**Supplied material**
□ □ □ □ □ □ □

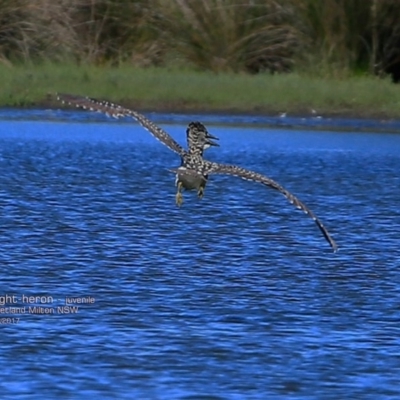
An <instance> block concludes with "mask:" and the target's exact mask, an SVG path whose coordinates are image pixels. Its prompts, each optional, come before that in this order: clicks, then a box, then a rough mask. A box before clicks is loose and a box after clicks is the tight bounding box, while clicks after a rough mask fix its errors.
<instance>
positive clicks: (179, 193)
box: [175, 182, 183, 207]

□ □ □ □ □ □ □

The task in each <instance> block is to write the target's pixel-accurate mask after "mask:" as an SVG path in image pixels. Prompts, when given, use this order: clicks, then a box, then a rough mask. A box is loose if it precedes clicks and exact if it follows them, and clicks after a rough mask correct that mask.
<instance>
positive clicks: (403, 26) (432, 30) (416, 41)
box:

□ □ □ □ □ □ □

**Task goal**
Read through the entries above, and wherever a line holds the string "positive", copy it.

**Response below**
positive clicks: (179, 193)
positive clicks: (403, 26) (432, 30) (416, 41)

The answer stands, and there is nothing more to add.